* [What is needed] Nothing in the records below should be altered when they are retyped.

* [Collected data entries]
= Beginning of Section =

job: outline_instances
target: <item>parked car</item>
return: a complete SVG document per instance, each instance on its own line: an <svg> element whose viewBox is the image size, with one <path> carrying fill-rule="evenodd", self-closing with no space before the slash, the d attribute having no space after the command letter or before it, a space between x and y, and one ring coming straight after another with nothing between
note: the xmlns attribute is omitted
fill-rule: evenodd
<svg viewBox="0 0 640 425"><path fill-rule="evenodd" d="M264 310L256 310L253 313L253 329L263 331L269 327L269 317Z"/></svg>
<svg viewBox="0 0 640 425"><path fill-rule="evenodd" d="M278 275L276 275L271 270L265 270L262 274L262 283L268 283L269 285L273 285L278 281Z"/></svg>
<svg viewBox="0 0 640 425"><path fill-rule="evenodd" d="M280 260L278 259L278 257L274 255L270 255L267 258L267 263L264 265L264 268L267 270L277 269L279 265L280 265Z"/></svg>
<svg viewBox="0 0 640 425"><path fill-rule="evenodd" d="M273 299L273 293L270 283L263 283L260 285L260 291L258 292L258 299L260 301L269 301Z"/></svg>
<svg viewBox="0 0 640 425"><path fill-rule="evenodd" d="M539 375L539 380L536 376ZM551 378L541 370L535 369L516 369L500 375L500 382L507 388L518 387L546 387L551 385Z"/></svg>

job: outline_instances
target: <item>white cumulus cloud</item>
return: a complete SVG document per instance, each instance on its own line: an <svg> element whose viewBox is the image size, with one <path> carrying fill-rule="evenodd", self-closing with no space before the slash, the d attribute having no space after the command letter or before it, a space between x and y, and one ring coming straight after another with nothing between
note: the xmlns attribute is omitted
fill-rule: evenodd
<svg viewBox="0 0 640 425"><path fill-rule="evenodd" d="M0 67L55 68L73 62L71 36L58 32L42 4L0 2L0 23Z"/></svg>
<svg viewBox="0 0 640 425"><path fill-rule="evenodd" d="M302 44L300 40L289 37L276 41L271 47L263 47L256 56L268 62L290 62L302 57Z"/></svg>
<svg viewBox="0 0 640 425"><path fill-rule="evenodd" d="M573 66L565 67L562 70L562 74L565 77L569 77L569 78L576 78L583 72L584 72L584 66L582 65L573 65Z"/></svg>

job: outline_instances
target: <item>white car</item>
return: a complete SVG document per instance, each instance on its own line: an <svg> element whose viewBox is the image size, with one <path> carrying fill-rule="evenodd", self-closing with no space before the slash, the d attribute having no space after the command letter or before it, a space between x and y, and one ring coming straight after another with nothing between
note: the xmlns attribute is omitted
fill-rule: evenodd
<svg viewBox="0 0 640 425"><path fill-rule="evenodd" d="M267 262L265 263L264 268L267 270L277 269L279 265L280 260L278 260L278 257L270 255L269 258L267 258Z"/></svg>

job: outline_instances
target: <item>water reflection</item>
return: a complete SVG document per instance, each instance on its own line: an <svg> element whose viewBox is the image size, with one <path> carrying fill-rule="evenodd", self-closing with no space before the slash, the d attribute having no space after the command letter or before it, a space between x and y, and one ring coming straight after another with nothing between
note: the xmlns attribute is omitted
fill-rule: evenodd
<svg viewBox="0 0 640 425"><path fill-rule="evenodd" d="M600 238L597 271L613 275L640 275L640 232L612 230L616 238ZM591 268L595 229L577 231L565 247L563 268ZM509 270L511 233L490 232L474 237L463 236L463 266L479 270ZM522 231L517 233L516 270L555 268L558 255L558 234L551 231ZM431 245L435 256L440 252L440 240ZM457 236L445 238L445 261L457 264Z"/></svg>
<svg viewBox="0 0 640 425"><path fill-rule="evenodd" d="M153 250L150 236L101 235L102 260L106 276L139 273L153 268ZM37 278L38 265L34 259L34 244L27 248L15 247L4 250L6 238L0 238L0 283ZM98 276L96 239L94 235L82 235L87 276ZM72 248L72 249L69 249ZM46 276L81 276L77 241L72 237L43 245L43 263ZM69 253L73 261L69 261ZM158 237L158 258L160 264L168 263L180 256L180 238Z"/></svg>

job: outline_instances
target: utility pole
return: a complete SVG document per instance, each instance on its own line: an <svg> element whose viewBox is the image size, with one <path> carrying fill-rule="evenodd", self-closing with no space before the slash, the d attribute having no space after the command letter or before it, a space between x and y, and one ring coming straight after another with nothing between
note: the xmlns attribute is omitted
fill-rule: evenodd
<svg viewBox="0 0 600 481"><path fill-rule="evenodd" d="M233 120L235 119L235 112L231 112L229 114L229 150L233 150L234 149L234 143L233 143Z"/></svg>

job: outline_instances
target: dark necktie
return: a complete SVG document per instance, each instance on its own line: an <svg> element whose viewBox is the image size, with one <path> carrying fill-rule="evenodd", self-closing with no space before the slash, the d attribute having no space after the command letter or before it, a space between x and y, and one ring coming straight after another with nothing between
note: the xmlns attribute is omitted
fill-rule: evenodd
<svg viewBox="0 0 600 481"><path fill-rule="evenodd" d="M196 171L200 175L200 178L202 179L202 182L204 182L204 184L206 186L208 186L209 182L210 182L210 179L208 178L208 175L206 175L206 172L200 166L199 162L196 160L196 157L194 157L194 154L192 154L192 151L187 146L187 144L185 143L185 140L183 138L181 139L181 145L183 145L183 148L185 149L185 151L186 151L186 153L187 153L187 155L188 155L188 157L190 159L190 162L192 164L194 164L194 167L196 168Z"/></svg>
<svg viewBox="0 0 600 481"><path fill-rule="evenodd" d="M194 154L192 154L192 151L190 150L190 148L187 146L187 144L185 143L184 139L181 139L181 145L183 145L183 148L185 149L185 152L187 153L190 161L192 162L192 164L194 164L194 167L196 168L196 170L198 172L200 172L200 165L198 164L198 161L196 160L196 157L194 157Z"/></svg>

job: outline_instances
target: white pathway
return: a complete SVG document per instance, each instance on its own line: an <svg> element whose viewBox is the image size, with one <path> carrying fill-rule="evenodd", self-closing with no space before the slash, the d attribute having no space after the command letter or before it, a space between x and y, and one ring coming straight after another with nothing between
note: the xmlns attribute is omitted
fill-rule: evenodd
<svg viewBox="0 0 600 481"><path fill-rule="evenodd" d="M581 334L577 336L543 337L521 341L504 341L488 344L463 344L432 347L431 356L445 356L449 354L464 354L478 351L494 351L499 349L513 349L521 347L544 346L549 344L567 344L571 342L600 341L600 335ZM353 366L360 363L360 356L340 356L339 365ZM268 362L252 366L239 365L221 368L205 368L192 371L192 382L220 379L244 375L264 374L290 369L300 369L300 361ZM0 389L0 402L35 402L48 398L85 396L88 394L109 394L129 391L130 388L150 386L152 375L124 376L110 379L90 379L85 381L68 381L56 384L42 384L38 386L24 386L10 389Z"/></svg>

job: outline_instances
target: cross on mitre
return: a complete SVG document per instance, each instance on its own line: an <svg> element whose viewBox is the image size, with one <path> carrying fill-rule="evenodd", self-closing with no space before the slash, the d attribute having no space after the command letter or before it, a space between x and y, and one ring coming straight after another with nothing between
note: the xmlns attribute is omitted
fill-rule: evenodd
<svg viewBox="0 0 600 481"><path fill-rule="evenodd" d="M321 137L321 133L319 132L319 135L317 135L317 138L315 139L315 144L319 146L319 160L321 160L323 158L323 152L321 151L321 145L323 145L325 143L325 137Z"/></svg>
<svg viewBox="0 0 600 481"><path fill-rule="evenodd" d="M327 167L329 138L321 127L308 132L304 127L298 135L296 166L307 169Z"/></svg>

= End of Section =

* [Task answer]
job: outline_instances
target: <item>parked car</item>
return: a complete SVG document per instance, each instance on its own line: an <svg> element whose viewBox is the image size, with one <path> carrying fill-rule="evenodd", self-closing with no space before the slash, the d attribute having no space after the command letter or before it, a space between x and y, and one ring coming straight after another with nothing between
note: the xmlns attribute is omitted
fill-rule: evenodd
<svg viewBox="0 0 640 425"><path fill-rule="evenodd" d="M264 310L256 310L253 313L253 329L263 331L269 327L269 317Z"/></svg>
<svg viewBox="0 0 640 425"><path fill-rule="evenodd" d="M278 275L276 275L271 270L265 270L262 274L262 283L268 283L269 285L273 285L278 281Z"/></svg>
<svg viewBox="0 0 640 425"><path fill-rule="evenodd" d="M280 260L278 259L278 257L274 255L270 255L267 258L267 263L264 265L264 268L267 270L277 269L279 265L280 265Z"/></svg>
<svg viewBox="0 0 640 425"><path fill-rule="evenodd" d="M273 299L273 293L270 283L263 283L260 285L260 291L258 292L258 299L260 301L269 301Z"/></svg>
<svg viewBox="0 0 640 425"><path fill-rule="evenodd" d="M539 375L539 380L536 376ZM551 378L541 370L535 369L516 369L500 375L500 382L507 388L518 387L546 387L551 385Z"/></svg>

job: outline_instances
target: <item>white cumulus cloud</item>
return: a complete SVG document per instance, each instance on its own line: an <svg> element whose viewBox is the image size, with one <path> carrying fill-rule="evenodd", self-closing with no space before the slash, the d attribute having no space after the command letter or before it, a space between x and y, and one ring coming straight after another with nothing between
note: the xmlns attribute is omitted
fill-rule: evenodd
<svg viewBox="0 0 640 425"><path fill-rule="evenodd" d="M0 67L55 68L73 62L71 36L58 32L42 4L0 2L0 23Z"/></svg>
<svg viewBox="0 0 640 425"><path fill-rule="evenodd" d="M302 44L300 40L289 37L276 41L271 47L263 47L256 56L268 62L290 62L302 57Z"/></svg>
<svg viewBox="0 0 640 425"><path fill-rule="evenodd" d="M573 66L565 67L562 70L562 74L565 77L569 77L569 78L576 78L583 72L584 72L584 66L582 65L573 65Z"/></svg>

job: outline_instances
target: <item>white car</item>
return: a complete SVG document per instance, each instance on its own line: an <svg> element whose viewBox is the image size, with one <path> carrying fill-rule="evenodd", self-closing with no space before the slash, the d attribute having no space after the command letter or before it, a space between x and y, and one ring coming straight after another with nothing between
note: the xmlns attribute is omitted
fill-rule: evenodd
<svg viewBox="0 0 640 425"><path fill-rule="evenodd" d="M267 262L265 263L264 268L267 270L277 269L279 265L280 260L278 260L278 257L270 255L269 258L267 258Z"/></svg>

job: outline_instances
target: <item>water reflection</item>
return: a complete SVG document per instance, each instance on its own line: an <svg> element whose viewBox is the image size, with one <path> carrying fill-rule="evenodd", self-closing with no space before the slash, the d attribute having no space after the command letter or before it, a space between x and y, and one ring coming straight after another with nothing between
note: the xmlns attribute is omitted
fill-rule: evenodd
<svg viewBox="0 0 640 425"><path fill-rule="evenodd" d="M600 238L597 271L613 275L640 275L640 232L612 230L616 238ZM591 268L595 229L577 231L565 247L563 268ZM509 270L511 233L490 232L474 237L463 236L463 266L479 270ZM522 231L517 233L516 270L555 268L558 255L558 234L551 231ZM431 245L435 256L440 252L440 240ZM457 236L445 238L445 261L457 264Z"/></svg>
<svg viewBox="0 0 640 425"><path fill-rule="evenodd" d="M153 250L150 236L101 235L102 260L106 276L139 273L153 268ZM37 278L38 265L34 259L34 244L27 248L15 247L4 250L6 238L0 238L0 283ZM98 276L96 239L94 235L82 235L87 276ZM72 248L72 249L69 249ZM46 276L81 276L77 241L72 237L43 245L43 263ZM69 253L73 261L69 261ZM158 237L158 258L160 264L168 263L180 256L180 238Z"/></svg>

job: outline_instances
target: utility pole
return: a complete SVG document per instance, each instance on its own line: an <svg> element whose viewBox is the image size, with one <path> carrying fill-rule="evenodd", self-closing with no space before the slash, the d attribute having no space after the command letter or before it, a space between x and y, and one ring coming straight after another with nothing between
note: the xmlns attribute is omitted
fill-rule: evenodd
<svg viewBox="0 0 600 481"><path fill-rule="evenodd" d="M233 120L235 119L235 112L231 112L229 114L229 150L233 150L234 149L234 143L233 143Z"/></svg>

job: outline_instances
target: dark necktie
return: a complete SVG document per instance, each instance on its own line: an <svg> element whose viewBox is the image size, with one <path> carrying fill-rule="evenodd", self-closing with no space before the slash, the d attribute having no space after the command letter or before it, a space between x and y, and one ring coming straight after another with nothing between
note: the xmlns attribute is omitted
fill-rule: evenodd
<svg viewBox="0 0 600 481"><path fill-rule="evenodd" d="M196 171L200 175L200 178L202 179L202 182L204 182L204 184L206 186L208 186L209 182L210 182L210 179L208 178L208 175L206 175L206 172L200 166L199 162L196 160L196 157L194 157L194 154L192 154L192 151L187 146L187 144L185 143L185 140L183 138L181 139L181 145L183 145L183 148L185 149L185 151L186 151L186 153L187 153L187 155L188 155L188 157L190 159L190 162L192 164L194 164L194 167L196 168Z"/></svg>
<svg viewBox="0 0 600 481"><path fill-rule="evenodd" d="M194 154L192 154L192 151L190 150L190 148L187 146L187 144L185 143L184 139L181 139L181 145L183 145L183 148L185 149L185 152L187 153L190 161L192 162L192 164L194 164L194 167L196 168L196 170L198 172L200 172L200 165L198 164L198 161L196 160L196 157L194 157Z"/></svg>

job: outline_instances
target: white pathway
return: a complete SVG document per instance, each instance on its own line: an <svg> element whose viewBox is the image size, with one <path> carrying fill-rule="evenodd", self-closing with no space before the slash, the d attribute having no space after the command letter or before it, a space between x and y, and one ring coming straight after another with nothing between
note: the xmlns attribute is omitted
fill-rule: evenodd
<svg viewBox="0 0 600 481"><path fill-rule="evenodd" d="M581 334L577 336L543 337L521 341L504 341L488 344L463 344L432 347L431 356L445 356L449 354L464 354L478 351L494 351L499 349L513 349L521 347L544 346L549 344L567 344L571 342L600 341L600 335ZM353 366L360 363L360 356L340 356L339 365ZM268 362L252 366L239 365L221 368L205 368L192 371L192 382L220 379L244 375L264 374L290 369L300 369L300 361ZM0 389L0 402L35 402L48 398L85 396L88 394L109 394L129 391L130 388L150 386L152 375L124 376L110 379L90 379L85 381L68 381L56 384L42 384L38 386L24 386L10 389Z"/></svg>

job: outline_instances
target: cross on mitre
return: a complete SVG document per instance, each instance on its own line: an <svg> element whose viewBox is the image size, with one <path> carrying fill-rule="evenodd", self-closing with no space before the slash, the d attribute having no space after the command letter or before it, a space between x and y, and one ring coming straight after another with nothing between
note: the xmlns attribute is omitted
fill-rule: evenodd
<svg viewBox="0 0 600 481"><path fill-rule="evenodd" d="M321 137L321 133L319 132L319 135L317 135L317 138L315 139L315 144L319 146L319 160L321 160L323 158L323 152L321 151L321 145L323 145L325 143L325 137Z"/></svg>
<svg viewBox="0 0 600 481"><path fill-rule="evenodd" d="M327 167L329 138L321 127L308 132L304 127L298 135L296 166L307 169Z"/></svg>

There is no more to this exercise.